→ **Work to do**: In the essay on tradition and the Caribbean writer below, rewrite the passage that opens with "We would never" and closes with "performance or composition.", putting "violin" wherever "piano" appears.

→ **Document text**:
April 20, 2009

Tradition and the Caribbean Writer: Version

Only a good Catholic like Pam Mordecai could have asked such troubling questions about anthologies. And yet, they must be asked. For what is an anthology, if not a method of meaning within a shared experience? In short, a hint at tradition.


But as one of my favorite e-mail interlocutors has stated in response to
recent post, “One of the problems that I have with the concept of 'tradition' and the ensuing expected respect thereof is that it can disable the recognition of and the impulse to respect/ treasure/regard our universe as a big pot of emergent phenomenon, one in which the constant influx of change defines our existence.”


With which I agree, but with a few caveats.


Tradition implies continuity, a passing of knowledge from generation to the next, as it answers these questions: Who are we? Where have we been? Where are we going? Thus, education or the transmission of knowledge is vital to the life and continuity of any culture.


We would never sit a child in front of a piano and say, “Figure it out for yourself. I’ll come back in a few years to see how you’ve been doing.” Instead, we would seek out the best piano player/teacher (two distinct areas of expertise) to educate the protégé about the history of the instrument, the best historical examples of mastery, and perhaps, notable contemporaries. The teacher would provide the student with the essential knowledge, so that even if she did not go on to be a world class pianist, she would be able to appreciate a fine performance when she heard one. And if the student were so inclined and the teacher were able, she would teach the student a few tricks of performance and composition, based on her experience and perhaps passed down from her teacher, so that her student would not have to reinvent piano performance or composition.


And this is where genius comes in. Genius takes a pre-existing form and changes it by building on the older forms or by questioning the a priori assumptions of a tradition. A prodigy absorbs/learns the old forms—sees the patterns at a faster rate than most of us—gets bored with repetition of the old, and creates something with which the rest of us can plod around.


Great composers do this all the time. They try to play the music in their heads that many of their contemporaries don’t hear—she often wonders why they can’t hear it (too much respect for tradition?), but strives ahead to manifest the music. Genius is not afraid of tradition. Their attitude is similar to
Joseph Campbell’s comment about shamans: they regard the gods as co-equals and disrupt heaven to bring back fire so that their brothers and sisters have a better way of consuming meat. The important thing to remember is that the musician usually has had some training with the instrument, so that she is able to hear the possibilities about which the older forms have given suggestions, but could not realize because the appropriate change had not occurred.

→ **Recorded information**:
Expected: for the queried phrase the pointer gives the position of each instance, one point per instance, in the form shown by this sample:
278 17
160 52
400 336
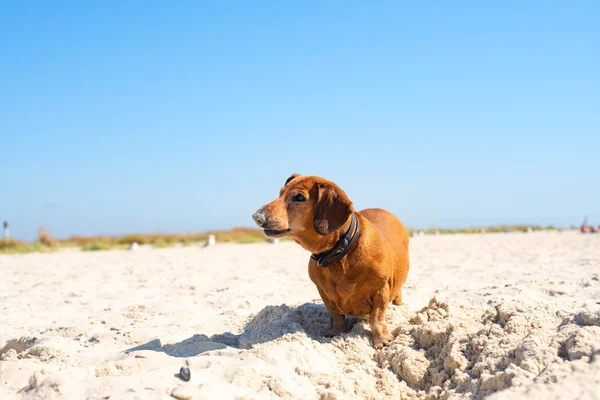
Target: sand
500 315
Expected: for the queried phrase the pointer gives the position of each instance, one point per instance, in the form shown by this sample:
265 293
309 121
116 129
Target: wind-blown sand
506 315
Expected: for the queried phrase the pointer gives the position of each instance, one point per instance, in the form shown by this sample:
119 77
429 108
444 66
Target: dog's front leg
337 321
379 329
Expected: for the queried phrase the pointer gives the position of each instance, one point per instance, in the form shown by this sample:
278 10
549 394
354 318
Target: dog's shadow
270 324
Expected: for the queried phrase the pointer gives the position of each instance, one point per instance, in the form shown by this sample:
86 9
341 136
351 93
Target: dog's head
306 205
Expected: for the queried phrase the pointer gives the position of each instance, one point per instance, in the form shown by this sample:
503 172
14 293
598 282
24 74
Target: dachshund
359 260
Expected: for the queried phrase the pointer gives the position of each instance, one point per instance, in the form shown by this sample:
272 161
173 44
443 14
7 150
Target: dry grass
45 238
45 241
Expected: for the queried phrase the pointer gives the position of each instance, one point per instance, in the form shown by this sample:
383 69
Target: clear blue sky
154 116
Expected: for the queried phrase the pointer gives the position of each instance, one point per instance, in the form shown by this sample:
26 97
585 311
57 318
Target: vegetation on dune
488 229
46 242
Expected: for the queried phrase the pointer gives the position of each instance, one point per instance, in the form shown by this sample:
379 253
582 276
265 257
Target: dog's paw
382 341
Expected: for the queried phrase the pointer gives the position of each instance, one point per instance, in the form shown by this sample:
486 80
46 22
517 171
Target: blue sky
145 116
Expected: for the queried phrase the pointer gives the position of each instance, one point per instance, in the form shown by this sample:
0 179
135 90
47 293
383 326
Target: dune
500 316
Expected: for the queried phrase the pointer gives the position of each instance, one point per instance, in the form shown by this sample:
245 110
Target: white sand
511 315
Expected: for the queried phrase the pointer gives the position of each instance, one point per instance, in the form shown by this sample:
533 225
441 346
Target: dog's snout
259 218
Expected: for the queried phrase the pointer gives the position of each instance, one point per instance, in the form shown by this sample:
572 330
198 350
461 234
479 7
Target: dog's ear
290 178
332 209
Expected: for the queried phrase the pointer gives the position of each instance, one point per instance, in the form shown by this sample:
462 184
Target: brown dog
360 259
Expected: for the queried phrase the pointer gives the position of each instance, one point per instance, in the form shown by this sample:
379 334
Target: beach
501 316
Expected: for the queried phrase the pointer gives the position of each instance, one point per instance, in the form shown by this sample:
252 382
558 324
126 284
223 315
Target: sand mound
440 352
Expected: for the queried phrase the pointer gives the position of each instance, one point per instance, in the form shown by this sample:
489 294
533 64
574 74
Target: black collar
342 247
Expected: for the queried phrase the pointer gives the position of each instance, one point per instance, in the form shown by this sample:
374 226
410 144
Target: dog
359 260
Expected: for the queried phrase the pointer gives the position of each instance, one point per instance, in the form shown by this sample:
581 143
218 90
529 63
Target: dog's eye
299 198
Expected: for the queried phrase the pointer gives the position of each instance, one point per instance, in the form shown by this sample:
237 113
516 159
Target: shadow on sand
270 324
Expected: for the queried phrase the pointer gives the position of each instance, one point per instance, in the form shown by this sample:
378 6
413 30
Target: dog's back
395 233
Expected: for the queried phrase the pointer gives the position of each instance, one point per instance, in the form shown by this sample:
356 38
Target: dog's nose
259 218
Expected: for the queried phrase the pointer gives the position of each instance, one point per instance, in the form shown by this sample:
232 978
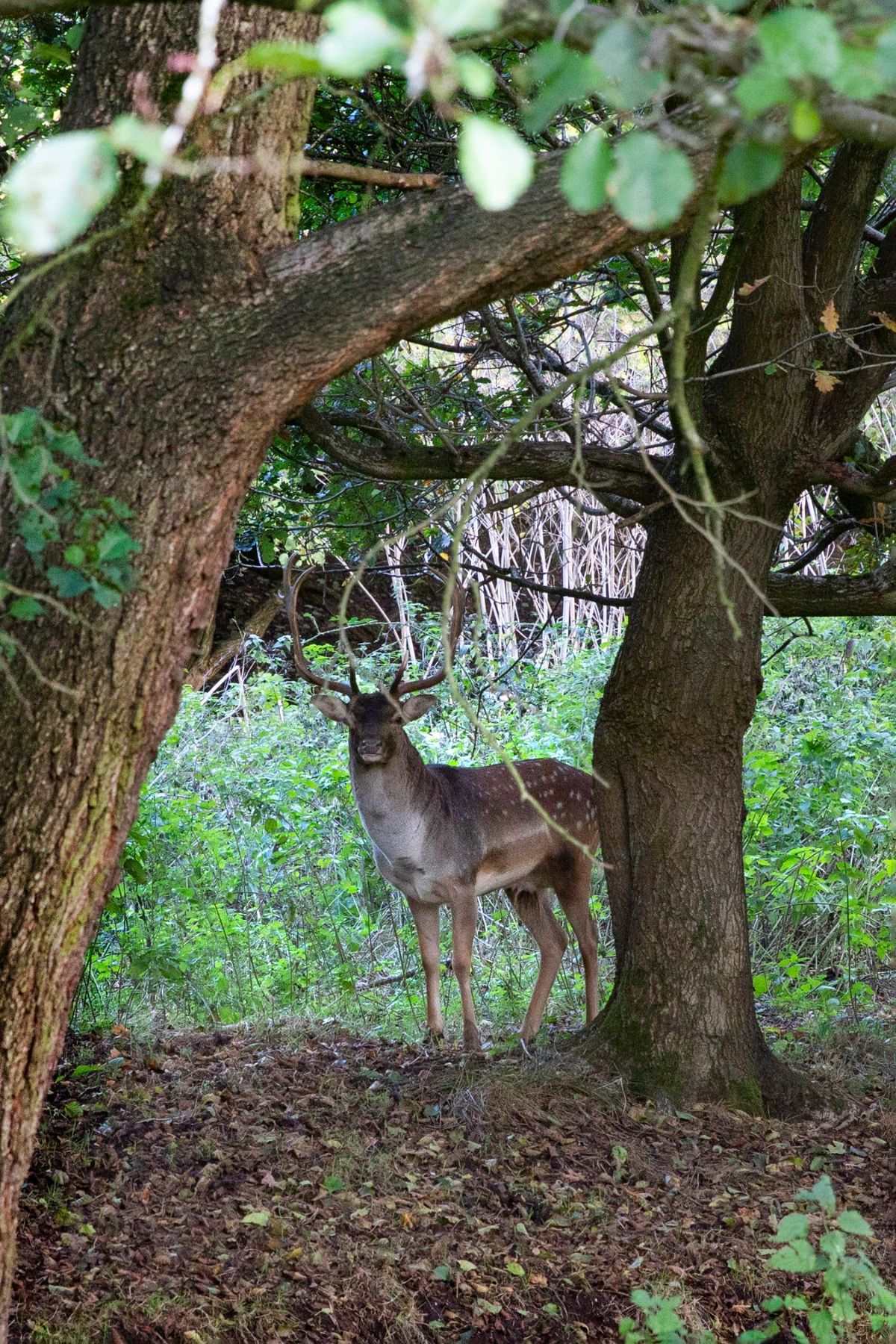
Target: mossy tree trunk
669 737
176 349
669 745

→ **Solution below**:
We would never sit a child in front of a violin and say, “Figure it out for yourself. I’ll come back in a few years to see how you’ve been doing.” Instead, we would seek out the best violin player/teacher (two distinct areas of expertise) to educate the protégé about the history of the instrument, the best historical examples of mastery, and perhaps, notable contemporaries. The teacher would provide the student with the essential knowledge, so that even if she did not go on to be a world class pianist, she would be able to appreciate a fine performance when she heard one. And if the student were so inclined and the teacher were able, she would teach the student a few tricks of performance and composition, based on her experience and perhaps passed down from her teacher, so that her student would not have to reinvent violin performance or composition.